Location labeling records
────────────────────────────────────────
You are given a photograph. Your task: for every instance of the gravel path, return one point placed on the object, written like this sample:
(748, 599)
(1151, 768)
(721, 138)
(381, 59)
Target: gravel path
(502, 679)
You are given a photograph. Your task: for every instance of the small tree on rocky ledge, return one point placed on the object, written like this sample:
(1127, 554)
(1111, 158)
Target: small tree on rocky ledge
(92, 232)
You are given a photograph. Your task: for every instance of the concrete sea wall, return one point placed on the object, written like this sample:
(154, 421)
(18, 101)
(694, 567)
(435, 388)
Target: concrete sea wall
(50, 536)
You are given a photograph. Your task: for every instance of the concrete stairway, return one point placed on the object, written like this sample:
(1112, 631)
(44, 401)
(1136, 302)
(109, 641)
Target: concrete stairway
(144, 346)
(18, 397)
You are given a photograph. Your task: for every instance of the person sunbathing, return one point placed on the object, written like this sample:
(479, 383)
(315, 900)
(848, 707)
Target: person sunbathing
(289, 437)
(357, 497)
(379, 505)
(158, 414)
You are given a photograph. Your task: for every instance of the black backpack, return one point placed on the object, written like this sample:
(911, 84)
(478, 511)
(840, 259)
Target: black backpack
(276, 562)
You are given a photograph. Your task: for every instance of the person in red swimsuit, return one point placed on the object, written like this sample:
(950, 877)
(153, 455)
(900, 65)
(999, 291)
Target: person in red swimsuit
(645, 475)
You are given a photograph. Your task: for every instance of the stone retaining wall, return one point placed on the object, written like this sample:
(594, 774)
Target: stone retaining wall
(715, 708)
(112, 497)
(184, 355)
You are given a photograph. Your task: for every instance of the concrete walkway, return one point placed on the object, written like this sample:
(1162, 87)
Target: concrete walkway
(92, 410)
────────────────────────────────────────
» **WHAT TO DO**: Could you reproduce every record above exactly as it appears?

» **WRITTEN RESPONSE**:
You are given a photograph. Your task: for every instance of the gravel path, return one point placed on the object, written like this sample:
(748, 599)
(1151, 768)
(721, 138)
(381, 59)
Target: gravel path
(502, 679)
You are given a photograph. Your task: for every instance of the small tree on rocky ledge, return one point placed on the object, written like this sample:
(1127, 554)
(1111, 158)
Target: small tree on rocky ledge
(92, 232)
You are given a photograph. Your task: for every instance of the concrete sea wall, return one point placed on the object, written like this sample:
(154, 421)
(18, 101)
(694, 567)
(435, 388)
Target: concrete sea wall
(50, 536)
You are given a photograph. Your task: for every instance of the concrete stairway, return one point placed on the object, written like this sample:
(1112, 631)
(44, 401)
(1136, 302)
(109, 641)
Target: concrete stairway
(144, 346)
(18, 397)
You are given a photograph. Your task: for every instance of the person sunbathing, return one point placed on the object, written like this sample:
(479, 383)
(315, 900)
(848, 707)
Target: person sunbathing
(289, 437)
(357, 497)
(379, 505)
(158, 414)
You are given a photograph. Your task: for every instance of the black backpack, return one point placed on the object, written like this sample:
(911, 84)
(478, 511)
(840, 259)
Target: black backpack
(276, 562)
You are given a photograph. Your task: for every instance of the person in red swimsuit, return one point placed on the object, written like this sample:
(950, 877)
(153, 455)
(900, 65)
(999, 291)
Target: person in red swimsuit
(645, 475)
You are given a photograph. Your task: for every instance of the stone retaining wall, return one point placed on the object, written like this sample:
(594, 774)
Target: stone retaining wall
(715, 708)
(112, 497)
(184, 355)
You are given a photograph. Your task: for every instance of the concrete walkway, return one point placed on the object, written like this sample:
(1162, 87)
Target: concrete walkway
(92, 410)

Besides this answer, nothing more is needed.